======== PAGE TEXT

Robinson filed his Complaint alleging violations of state and federal law in state court on November 10, 2016, and RTD removed the action to this Court on November 23, 2016. (ECF Nos. 1 & 5.)

III. ANALYSIS

A. Converting the Motion

The Court must first determine whether it must construe RTD's Partial Motion to Dismiss as a motion for relief under Rule 12(b)(6) or Rule 56. RTD's Partial Motion to Dismiss is properly characterized as a factual attack because both parties have attached materials beyond the pleadings that do not bear on the sufficiency of the Complaint to state a claim for relief. (See ECF Nos. 69; 73.) These extraneous materials are, rather, offered to support the parties' respective positions as to the facts on which subject matter jurisdiction depends. (See id.)

================

→ **EXERCISES TO COMPLETE**:
1. Can you condense the paragraph in the court excerpt beginning "The Court must first determine" into a shorter version that keeps its main facts?
2. Could you retype the part of the court excerpt starting at "The Court must" and ending at "depends. (See id.)", word for word?

======== MATERIAL

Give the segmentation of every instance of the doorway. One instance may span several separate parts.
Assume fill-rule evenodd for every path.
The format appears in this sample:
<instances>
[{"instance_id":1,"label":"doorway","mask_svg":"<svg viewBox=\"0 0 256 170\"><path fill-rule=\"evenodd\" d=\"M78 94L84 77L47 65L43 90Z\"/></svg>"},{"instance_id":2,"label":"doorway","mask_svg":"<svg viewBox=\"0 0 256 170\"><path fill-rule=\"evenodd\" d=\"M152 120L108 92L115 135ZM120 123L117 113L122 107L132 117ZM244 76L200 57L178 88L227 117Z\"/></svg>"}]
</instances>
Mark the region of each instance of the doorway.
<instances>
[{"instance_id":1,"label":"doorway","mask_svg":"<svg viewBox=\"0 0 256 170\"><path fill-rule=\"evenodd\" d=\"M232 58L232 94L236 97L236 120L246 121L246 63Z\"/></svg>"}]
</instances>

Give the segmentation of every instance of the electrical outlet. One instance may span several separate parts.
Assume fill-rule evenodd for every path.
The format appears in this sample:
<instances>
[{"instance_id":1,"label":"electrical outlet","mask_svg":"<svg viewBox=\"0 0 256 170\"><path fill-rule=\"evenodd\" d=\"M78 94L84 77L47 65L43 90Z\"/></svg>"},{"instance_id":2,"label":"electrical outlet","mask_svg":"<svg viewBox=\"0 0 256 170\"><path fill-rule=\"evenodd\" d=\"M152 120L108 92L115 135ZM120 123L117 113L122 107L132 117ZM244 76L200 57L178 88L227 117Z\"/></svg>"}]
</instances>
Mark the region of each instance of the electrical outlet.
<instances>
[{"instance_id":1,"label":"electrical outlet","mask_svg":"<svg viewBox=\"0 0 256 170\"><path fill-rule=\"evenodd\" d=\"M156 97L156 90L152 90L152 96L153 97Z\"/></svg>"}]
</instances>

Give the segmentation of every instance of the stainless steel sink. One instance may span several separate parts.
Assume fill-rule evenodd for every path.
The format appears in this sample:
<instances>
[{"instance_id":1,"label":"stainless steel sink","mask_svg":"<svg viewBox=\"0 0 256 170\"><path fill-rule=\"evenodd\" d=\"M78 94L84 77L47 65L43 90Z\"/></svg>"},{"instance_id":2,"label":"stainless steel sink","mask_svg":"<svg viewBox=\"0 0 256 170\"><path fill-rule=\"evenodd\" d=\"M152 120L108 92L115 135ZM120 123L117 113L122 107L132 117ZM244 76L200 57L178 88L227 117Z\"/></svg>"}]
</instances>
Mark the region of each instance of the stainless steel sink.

================

→ **EXERCISE RESPONSES**:
1. The Court must first decide whether RTD's Partial Motion to Dismiss falls under Rule 12(b)(6) or Rule 56. The motion is a factual attack because both parties attached materials beyond the pleadings (ECF Nos. 69; 73). Those materials do not bear on whether the Complaint states a claim. Instead, they support each side's position on the facts that subject matter jurisdiction depends on.

2.
The Court must first determine whether it must construe RTD's Partial Motion to Dismiss as a motion for relief under Rule 12(b)(6) or Rule 56. RTD's Partial Motion to Dismiss is properly characterized as a factual attack because both parties have attached materials beyond the pleadings that do not bear on the sufficiency of the Complaint to state a claim for relief. (See ECF Nos. 69; 73.) These extraneous materials are, rather, offered to support the parties' respective positions as to the facts on which subject matter jurisdiction depends. (See id.)